Recorded data:
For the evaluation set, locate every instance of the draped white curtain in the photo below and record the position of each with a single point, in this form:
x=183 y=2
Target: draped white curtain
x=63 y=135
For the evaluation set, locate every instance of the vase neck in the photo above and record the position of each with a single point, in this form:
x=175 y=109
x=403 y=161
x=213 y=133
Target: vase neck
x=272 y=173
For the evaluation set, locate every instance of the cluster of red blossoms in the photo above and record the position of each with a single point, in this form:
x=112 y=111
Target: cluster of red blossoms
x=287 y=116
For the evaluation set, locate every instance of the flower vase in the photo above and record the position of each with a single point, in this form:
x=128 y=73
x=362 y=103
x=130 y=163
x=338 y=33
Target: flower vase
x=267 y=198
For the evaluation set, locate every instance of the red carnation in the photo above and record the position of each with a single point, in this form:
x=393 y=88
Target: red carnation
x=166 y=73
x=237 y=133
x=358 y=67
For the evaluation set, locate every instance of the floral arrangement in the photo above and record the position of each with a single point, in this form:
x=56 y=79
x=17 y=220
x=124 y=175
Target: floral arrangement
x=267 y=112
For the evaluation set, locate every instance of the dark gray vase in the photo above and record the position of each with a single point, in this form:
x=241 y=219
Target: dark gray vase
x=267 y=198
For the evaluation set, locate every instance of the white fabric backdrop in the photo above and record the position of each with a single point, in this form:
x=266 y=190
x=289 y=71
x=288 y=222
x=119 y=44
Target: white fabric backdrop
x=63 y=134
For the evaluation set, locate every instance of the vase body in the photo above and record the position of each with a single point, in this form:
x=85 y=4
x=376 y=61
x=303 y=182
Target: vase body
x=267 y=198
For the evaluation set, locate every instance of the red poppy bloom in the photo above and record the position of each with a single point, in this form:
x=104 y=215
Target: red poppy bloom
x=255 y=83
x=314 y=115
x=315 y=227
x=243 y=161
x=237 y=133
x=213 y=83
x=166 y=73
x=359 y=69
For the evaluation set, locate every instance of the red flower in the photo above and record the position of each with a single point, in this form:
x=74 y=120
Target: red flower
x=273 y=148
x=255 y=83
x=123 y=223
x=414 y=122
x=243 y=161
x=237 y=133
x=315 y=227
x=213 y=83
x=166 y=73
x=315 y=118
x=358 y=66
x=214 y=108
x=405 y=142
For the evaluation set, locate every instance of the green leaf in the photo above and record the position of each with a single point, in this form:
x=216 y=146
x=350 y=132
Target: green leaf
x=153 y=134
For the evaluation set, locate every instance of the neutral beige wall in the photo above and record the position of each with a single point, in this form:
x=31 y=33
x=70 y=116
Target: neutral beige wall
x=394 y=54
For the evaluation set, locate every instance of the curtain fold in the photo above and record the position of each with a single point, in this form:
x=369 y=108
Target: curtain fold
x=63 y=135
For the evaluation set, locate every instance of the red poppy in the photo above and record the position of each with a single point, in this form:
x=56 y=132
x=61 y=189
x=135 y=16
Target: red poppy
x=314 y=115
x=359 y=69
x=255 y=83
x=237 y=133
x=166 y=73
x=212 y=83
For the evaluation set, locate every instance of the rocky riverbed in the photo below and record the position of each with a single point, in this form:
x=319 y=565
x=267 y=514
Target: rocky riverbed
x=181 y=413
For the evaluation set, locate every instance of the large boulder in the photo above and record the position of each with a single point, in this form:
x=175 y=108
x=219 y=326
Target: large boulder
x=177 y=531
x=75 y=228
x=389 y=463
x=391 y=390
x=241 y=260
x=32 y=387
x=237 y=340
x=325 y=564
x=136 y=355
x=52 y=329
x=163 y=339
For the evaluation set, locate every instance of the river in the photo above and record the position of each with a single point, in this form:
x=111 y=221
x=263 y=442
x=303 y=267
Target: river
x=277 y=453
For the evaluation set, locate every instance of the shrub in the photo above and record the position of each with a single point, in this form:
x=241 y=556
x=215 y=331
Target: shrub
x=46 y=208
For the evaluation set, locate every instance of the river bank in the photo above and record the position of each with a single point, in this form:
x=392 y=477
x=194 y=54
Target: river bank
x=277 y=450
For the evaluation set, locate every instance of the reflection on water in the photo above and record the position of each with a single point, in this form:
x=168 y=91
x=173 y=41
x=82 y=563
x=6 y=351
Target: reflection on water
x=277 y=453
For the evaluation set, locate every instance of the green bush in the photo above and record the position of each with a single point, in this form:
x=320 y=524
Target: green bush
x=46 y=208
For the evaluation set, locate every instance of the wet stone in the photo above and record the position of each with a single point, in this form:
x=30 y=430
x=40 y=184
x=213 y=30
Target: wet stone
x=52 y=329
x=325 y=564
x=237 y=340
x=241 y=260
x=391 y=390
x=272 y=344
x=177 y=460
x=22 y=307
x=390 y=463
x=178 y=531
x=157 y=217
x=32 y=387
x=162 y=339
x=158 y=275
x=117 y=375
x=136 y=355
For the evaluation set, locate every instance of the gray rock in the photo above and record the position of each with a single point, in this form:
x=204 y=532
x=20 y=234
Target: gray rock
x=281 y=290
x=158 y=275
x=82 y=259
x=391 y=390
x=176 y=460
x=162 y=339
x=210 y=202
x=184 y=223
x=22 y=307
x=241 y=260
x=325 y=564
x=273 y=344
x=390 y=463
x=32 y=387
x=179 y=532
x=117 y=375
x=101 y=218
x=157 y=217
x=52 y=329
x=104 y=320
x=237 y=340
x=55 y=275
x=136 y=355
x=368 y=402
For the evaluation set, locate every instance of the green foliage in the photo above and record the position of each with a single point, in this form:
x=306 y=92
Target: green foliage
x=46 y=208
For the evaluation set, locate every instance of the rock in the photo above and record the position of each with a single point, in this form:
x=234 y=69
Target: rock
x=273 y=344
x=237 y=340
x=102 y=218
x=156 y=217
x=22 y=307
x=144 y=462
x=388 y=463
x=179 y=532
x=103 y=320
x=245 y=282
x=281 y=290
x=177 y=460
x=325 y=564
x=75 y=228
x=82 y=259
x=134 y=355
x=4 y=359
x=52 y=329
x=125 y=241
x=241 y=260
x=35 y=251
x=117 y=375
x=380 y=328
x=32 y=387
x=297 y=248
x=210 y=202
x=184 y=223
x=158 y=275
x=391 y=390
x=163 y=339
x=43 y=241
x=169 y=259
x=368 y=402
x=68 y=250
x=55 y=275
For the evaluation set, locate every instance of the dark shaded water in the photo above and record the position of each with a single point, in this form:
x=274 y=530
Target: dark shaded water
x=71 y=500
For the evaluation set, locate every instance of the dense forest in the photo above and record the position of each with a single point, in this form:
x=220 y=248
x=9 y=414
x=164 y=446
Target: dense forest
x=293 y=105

> Task: Please rewrite all the records above, substituting "test set" for each occurrence of "evaluation set" and leaving everything else unchanged.

> Answer to the exercise:
For the test set, locate every instance of the draped white curtain in the photo below and record the position of each with a single point, in this form:
x=183 y=2
Target: draped white curtain
x=63 y=135
For the test set, locate every instance of the vase neck in the photo above and record the position of each with a single point, in this form:
x=175 y=109
x=403 y=161
x=213 y=133
Target: vase neck
x=272 y=173
For the test set, locate every instance of the cluster of red blossoms in the photo above and record the position of each with a single point, in this form:
x=112 y=111
Target: cluster of red blossoms
x=287 y=116
For the test set, locate every instance of the flower vase in the photo above and record the position of each with a single point, in this form:
x=128 y=73
x=362 y=103
x=130 y=163
x=338 y=33
Target: flower vase
x=267 y=198
For the test set, locate every instance of the red carnation in the photo above and record the position of each with a single point, in this form:
x=393 y=88
Target: red carnation
x=166 y=73
x=237 y=133
x=358 y=67
For the test set, locate every instance of the floral arrangement in the photo above and record the position of each with a single point, in this form:
x=56 y=79
x=17 y=220
x=124 y=175
Target: floral arrangement
x=267 y=112
For the test set, locate every instance of the dark gray vase in the photo above and record the position of each with a single point, in this form:
x=241 y=219
Target: dark gray vase
x=267 y=198
For the test set, locate every instance of the white fabric backdrop in the photo above and record the position of each with a single point, in this form:
x=266 y=190
x=289 y=71
x=288 y=222
x=119 y=44
Target: white fabric backdrop
x=63 y=134
For the test set, locate every instance of the vase body in the photo above and record the position of each with a single point, in this form:
x=85 y=4
x=376 y=61
x=303 y=182
Target: vase body
x=267 y=198
For the test set, locate every instance of the red poppy bloom in the photo above and record the position of each with a single point, in this form:
x=104 y=215
Target: red poppy bloom
x=255 y=83
x=314 y=115
x=315 y=227
x=243 y=161
x=237 y=133
x=213 y=83
x=166 y=73
x=359 y=69
For the test set, locate every instance of the red flower in the photo above and record the position of each with a single point, in this form:
x=74 y=120
Target: red flower
x=273 y=148
x=255 y=83
x=123 y=223
x=414 y=122
x=243 y=161
x=237 y=133
x=315 y=227
x=213 y=83
x=166 y=73
x=315 y=118
x=358 y=66
x=214 y=108
x=405 y=142
For the test set, locate every instance of the green leaf in the photo above and record the position of each with a single point, in this form:
x=216 y=146
x=350 y=132
Target: green leaf
x=153 y=134
For the test set, locate every instance of the neutral beige wall in the photo above and record the position of each with a single point, in this form:
x=31 y=33
x=70 y=116
Target: neutral beige wall
x=394 y=54
For the test set, locate every instance of the curtain fold in the photo above and record the position of each with a single point, in this form:
x=369 y=108
Target: curtain fold
x=63 y=135
For the test set, locate every instance of the red poppy in the photo above and record the position of each with a single point, in this form:
x=56 y=132
x=61 y=189
x=135 y=16
Target: red poppy
x=314 y=115
x=359 y=69
x=255 y=83
x=237 y=133
x=166 y=73
x=212 y=83
For the test set, locate every instance of the rocky riverbed in the photo below and record the position of each with a single point, in this form:
x=319 y=565
x=267 y=514
Target: rocky riverbed
x=181 y=413
For the test set, locate every instance of the large boulder in the photo above and record the position of each with a single point, in this form:
x=175 y=108
x=219 y=326
Target: large boulder
x=177 y=531
x=75 y=228
x=389 y=463
x=391 y=390
x=241 y=260
x=32 y=387
x=237 y=340
x=325 y=564
x=136 y=355
x=52 y=329
x=163 y=339
For the test set, locate every instance of the river in the photo above and record the position of each with a single point, in this form:
x=111 y=221
x=263 y=442
x=303 y=267
Target: river
x=277 y=453
For the test set, locate every instance of the shrub in the photo above and record the position of each with a single point, in this form:
x=241 y=556
x=215 y=331
Target: shrub
x=46 y=208
For the test set, locate every instance of the river bank in the photo above and record the position of each with a single point, in this form:
x=392 y=477
x=194 y=54
Target: river bank
x=277 y=450
For the test set, locate every instance of the reflection on water in the photo above and record the position of each with a single point, in this form:
x=168 y=91
x=173 y=41
x=82 y=563
x=6 y=351
Target: reflection on water
x=277 y=453
For the test set, locate every instance of the green bush in the photo above and record the position of each with a single point, in this form:
x=320 y=524
Target: green bush
x=46 y=208
For the test set, locate every instance of the wet stone in the photo above and record the position of each with a single point, in this form:
x=30 y=430
x=40 y=184
x=213 y=30
Target: wet stone
x=52 y=329
x=325 y=564
x=237 y=340
x=241 y=260
x=391 y=390
x=272 y=344
x=177 y=460
x=22 y=307
x=390 y=463
x=178 y=531
x=157 y=217
x=32 y=387
x=162 y=339
x=158 y=275
x=117 y=375
x=136 y=355
For the test set, locate every instance of the gray rock in the photo above and record the position of each with a single point, in this form:
x=204 y=532
x=20 y=234
Target: gray rock
x=281 y=290
x=158 y=275
x=82 y=259
x=391 y=390
x=176 y=460
x=162 y=339
x=210 y=202
x=184 y=223
x=22 y=307
x=241 y=260
x=325 y=564
x=273 y=344
x=390 y=463
x=32 y=387
x=179 y=532
x=117 y=375
x=101 y=218
x=157 y=217
x=52 y=329
x=104 y=320
x=237 y=340
x=55 y=275
x=136 y=355
x=368 y=402
For the test set, locate every instance of the green foliage in the photo above and record the position of each with a single point, in this form:
x=306 y=92
Target: green foliage
x=46 y=208
For the test set, locate every instance of the rock in the photo above and record the position of each with a single point, in this form:
x=234 y=69
Target: rock
x=273 y=344
x=237 y=340
x=102 y=218
x=156 y=217
x=22 y=307
x=144 y=462
x=388 y=463
x=179 y=532
x=103 y=320
x=245 y=282
x=281 y=290
x=177 y=460
x=325 y=564
x=75 y=228
x=82 y=259
x=134 y=355
x=4 y=359
x=52 y=329
x=125 y=241
x=241 y=260
x=35 y=251
x=117 y=375
x=380 y=328
x=32 y=387
x=297 y=248
x=210 y=202
x=184 y=223
x=158 y=275
x=391 y=390
x=163 y=339
x=43 y=241
x=169 y=259
x=368 y=402
x=68 y=250
x=55 y=275
For the test set, locate every instance of the dark shaded water in the photo above and record the position of each with a single point, in this form:
x=274 y=530
Target: dark shaded water
x=71 y=500
For the test set, locate every instance of the dense forest in the photo above and record the position of each with a single point, in this form:
x=220 y=248
x=9 y=414
x=164 y=446
Target: dense forest
x=293 y=105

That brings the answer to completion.